■ **DATA RECORDS**
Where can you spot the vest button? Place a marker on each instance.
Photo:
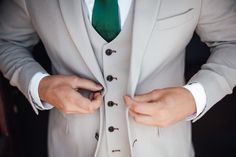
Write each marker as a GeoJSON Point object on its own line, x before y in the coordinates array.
{"type": "Point", "coordinates": [111, 129]}
{"type": "Point", "coordinates": [108, 52]}
{"type": "Point", "coordinates": [109, 78]}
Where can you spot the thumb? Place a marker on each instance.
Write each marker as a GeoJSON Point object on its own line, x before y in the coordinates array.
{"type": "Point", "coordinates": [81, 83]}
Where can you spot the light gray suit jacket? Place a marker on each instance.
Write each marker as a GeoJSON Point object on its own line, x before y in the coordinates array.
{"type": "Point", "coordinates": [161, 31]}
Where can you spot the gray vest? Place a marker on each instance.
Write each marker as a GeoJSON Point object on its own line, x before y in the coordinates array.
{"type": "Point", "coordinates": [114, 61]}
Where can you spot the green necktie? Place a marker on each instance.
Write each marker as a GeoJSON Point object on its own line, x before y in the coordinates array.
{"type": "Point", "coordinates": [105, 18]}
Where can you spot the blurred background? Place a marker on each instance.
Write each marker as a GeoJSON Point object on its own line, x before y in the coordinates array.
{"type": "Point", "coordinates": [24, 134]}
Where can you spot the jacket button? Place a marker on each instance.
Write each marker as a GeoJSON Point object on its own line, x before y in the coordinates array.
{"type": "Point", "coordinates": [96, 136]}
{"type": "Point", "coordinates": [110, 78]}
{"type": "Point", "coordinates": [111, 103]}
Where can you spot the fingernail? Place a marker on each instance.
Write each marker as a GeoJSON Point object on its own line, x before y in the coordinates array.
{"type": "Point", "coordinates": [99, 86]}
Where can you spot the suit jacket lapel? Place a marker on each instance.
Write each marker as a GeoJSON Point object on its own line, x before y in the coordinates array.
{"type": "Point", "coordinates": [72, 13]}
{"type": "Point", "coordinates": [145, 15]}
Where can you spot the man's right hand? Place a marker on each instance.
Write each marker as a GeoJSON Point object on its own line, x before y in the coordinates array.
{"type": "Point", "coordinates": [63, 93]}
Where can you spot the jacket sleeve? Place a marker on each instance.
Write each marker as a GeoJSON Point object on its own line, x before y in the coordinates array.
{"type": "Point", "coordinates": [217, 28]}
{"type": "Point", "coordinates": [17, 37]}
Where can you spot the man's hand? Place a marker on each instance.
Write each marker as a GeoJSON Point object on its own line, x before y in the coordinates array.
{"type": "Point", "coordinates": [161, 107]}
{"type": "Point", "coordinates": [63, 93]}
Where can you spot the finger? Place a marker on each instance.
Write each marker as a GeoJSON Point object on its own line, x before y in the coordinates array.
{"type": "Point", "coordinates": [82, 102]}
{"type": "Point", "coordinates": [150, 109]}
{"type": "Point", "coordinates": [143, 119]}
{"type": "Point", "coordinates": [86, 84]}
{"type": "Point", "coordinates": [147, 97]}
{"type": "Point", "coordinates": [139, 107]}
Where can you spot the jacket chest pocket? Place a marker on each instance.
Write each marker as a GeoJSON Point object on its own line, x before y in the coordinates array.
{"type": "Point", "coordinates": [175, 20]}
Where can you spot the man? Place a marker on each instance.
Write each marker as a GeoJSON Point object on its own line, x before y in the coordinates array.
{"type": "Point", "coordinates": [118, 85]}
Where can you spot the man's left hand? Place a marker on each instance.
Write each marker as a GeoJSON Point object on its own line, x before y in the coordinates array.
{"type": "Point", "coordinates": [161, 107]}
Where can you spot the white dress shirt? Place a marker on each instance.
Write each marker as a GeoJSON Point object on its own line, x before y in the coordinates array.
{"type": "Point", "coordinates": [196, 89]}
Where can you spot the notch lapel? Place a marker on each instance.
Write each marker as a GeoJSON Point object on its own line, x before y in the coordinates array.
{"type": "Point", "coordinates": [145, 15]}
{"type": "Point", "coordinates": [72, 13]}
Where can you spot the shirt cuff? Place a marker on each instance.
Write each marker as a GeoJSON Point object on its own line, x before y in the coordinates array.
{"type": "Point", "coordinates": [199, 96]}
{"type": "Point", "coordinates": [33, 92]}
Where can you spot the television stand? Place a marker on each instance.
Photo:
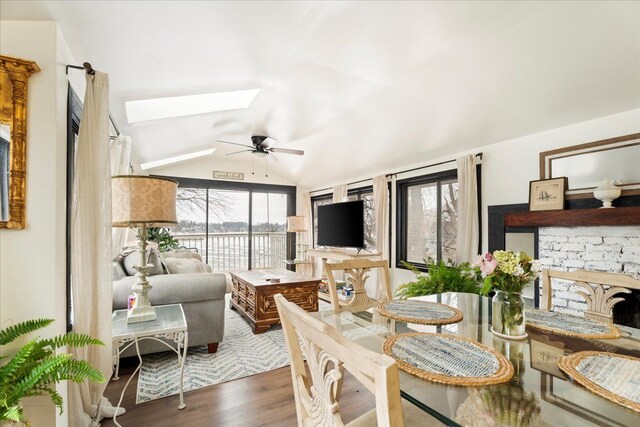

■ **WORK REQUIRED**
What is needed is each line of the entries that contains the word "vest".

■ **WRITTEN SOLUTION**
Where can you spot the vest button? Place a marker on each instance.
Where can you spot the gray vest? Place a marker on each instance.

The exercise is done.